* DIRECTIONS FOR THIS TASK
Continue the forum thread about the chihuahua video from where it stops.

* READING TEXT

▶

# This is Horrible!!



## Lory07 (Apr 12, 2006)

Viewer discretion advised!! I can't believe people actually would put this on the internet!!

http://www.youtube.com/watch?v=dSpqVoTRzW0


----------



## Sam85 (Jan 5, 2006)

thats sooo sick god whats wrong wiv sum ppl, i know sumtimes very rarely mylo will get hold of a toy and try but i certainly dont incourage it and sit there filmin it, thats really gross!!!


----------



## kayleighheartsxchix (Dec 24, 2005)

what is it? i dont want to look lol


----------



## Sam85 (Jan 5, 2006)

lol its a chihuahua humpin its teddy with music dubbed on like some sort of music video but a home made one lol


----------



## Lory07 (Apr 12, 2006)

The way the poor chi is growling @ the camera person just breaks my heart and makes me feel like he is not treated right...  Lola NEVER growls at me like that....she wouldn't dare, not b/c she's scared of me but b/c she loves me too much


----------



## stephybooboo (Apr 2, 2006)

i went to laod it and while waiting i read the other posts to see what it was. needless to say i close the window before it finished loading :lol: EWWW some ppl have twisted minds!


----------



## *Nikki* (Jun 25, 2006)

my dog does that but i certainly dont film it


----------



## ilovebambam (Jun 16, 2006)

LuvMypup said:


> my dog does that but i certainly dont film it


same here! it isnt always a sexual thing his vet says he does because of dominace! people need lives! that makes me sad that she growls like that i wonder if they hurt her???


----------



## canadiandawn (Jan 11, 2006)

HA HA HA HA HA HA HA HA HA HA! Sorry ladies but I think it's funny.


----------



## kayleighheartsxchix (Dec 24, 2005)

i had to laugh at the humping,sorry if that makes me a bad person y'know, marni does it all the time and he'll growl at me if i go move the toy or if i keep looking at him, i have to say though he doesnt growl that much,id be pretty shocked if he did i also wouldnt film it,thats like doggie porn


----------



## kayleighheartsxchix (Dec 24, 2005)

it was a girl dog?? i didnt know they humped.....


----------



## Sam85 (Jan 5, 2006)

yeah girl dogs hump too, my friend has a jr and she always goes upstairs gathers up their duvets on the bed and humps them, also she has jus bought a new pup also a jr and she now trys to hump that!!


----------



## kayleighheartsxchix (Dec 24, 2005)

lol bless i guess they do have their needs too


----------



## Sandra1961 (Oct 14, 2005)

Ive watched that video before,and although it can be a little funny,i would never do anything like that,and i feel sorry for the Chihuahua.
I hate the thought of Milo growing up and humping things lol


----------



## Krista (Dec 29, 2005)

Haha, someone posted a link to this exact video a couple months ago in the picture section, everyone thought it was hilarious then ^_^ Now everyone thinks it's gross and wierd?  Hehe.

◀

* SUPPLIED DATA
▶

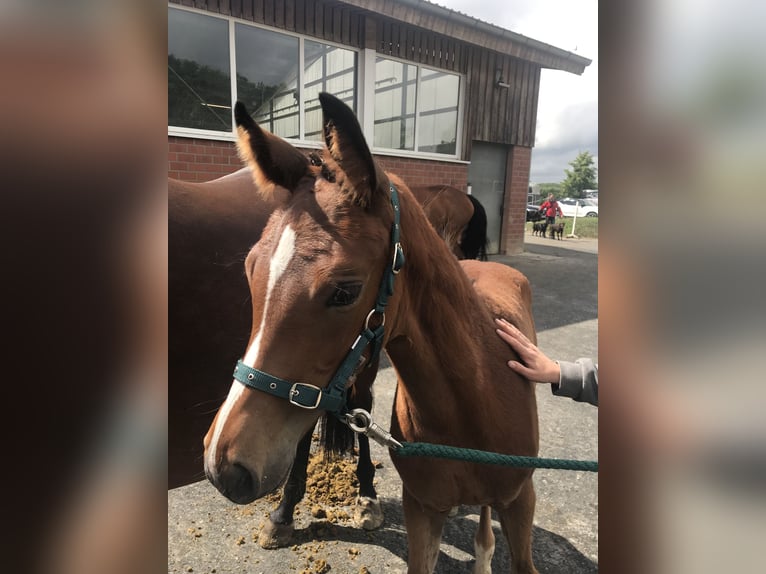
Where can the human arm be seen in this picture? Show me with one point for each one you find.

◀

* EXPECTED ANSWER
----------



## poppy (Mar 23, 2006)

I don't think its gross, weird or hilarious it's just a dog doing what dogs do, humping for dominance, sheesh I've known men that do it.. a pretty little Chi is way less offensive.. I gotta say if my little one ever growled at me like that I would be concerned !!

Poppy


----------



## ~Jessie~ (Oct 30, 2005)

I think it's hilarious! :lol:


----------



## lalaNlucky (Jan 10, 2006)

hey jessie it looks like lucky & madison (madison being the stuffed animal of course haha) *dies* haha.


----------



## canadiandawn (Jan 11, 2006)

If somebody finds *this* offensive, I wonder what they'd think of the 18+ threads? hehe.


----------



## ~Jessie~ (Oct 30, 2005)

:lol: :lol: :lol: 

I showed this to Ian as well, and he thought it was really funny!

Lucky and Madison would love to watch this together  HAHA!


----------



## LuvMyChi (Aug 8, 2005)

I saw that one before. I really is funny, but I did feel sorry for the poor chi. They could have left it alone and not filmed it. Hershey does that a lot, acts just like that, but I have not filmed it and put it online. LOL! :lol:


----------



## Kristin (Nov 12, 2004)

Lina..is a humper lol. She's got this oversized stitch doll that was Gaiges before she got ahold of it one day. She humps on that thing ALL THE TIME. I'm not sure why, but she does. I don't film it. But I don't stop it. I don't see much wrong with it. I don't like the way the chi is growling either though. They're probably not very nice to her.


----------



## TiffsLilChi (Mar 31, 2005)

~Jessie~ said:


> :lol: :lol: :lol:
> 
> I showed this to Ian as well, and he thought it was really funny!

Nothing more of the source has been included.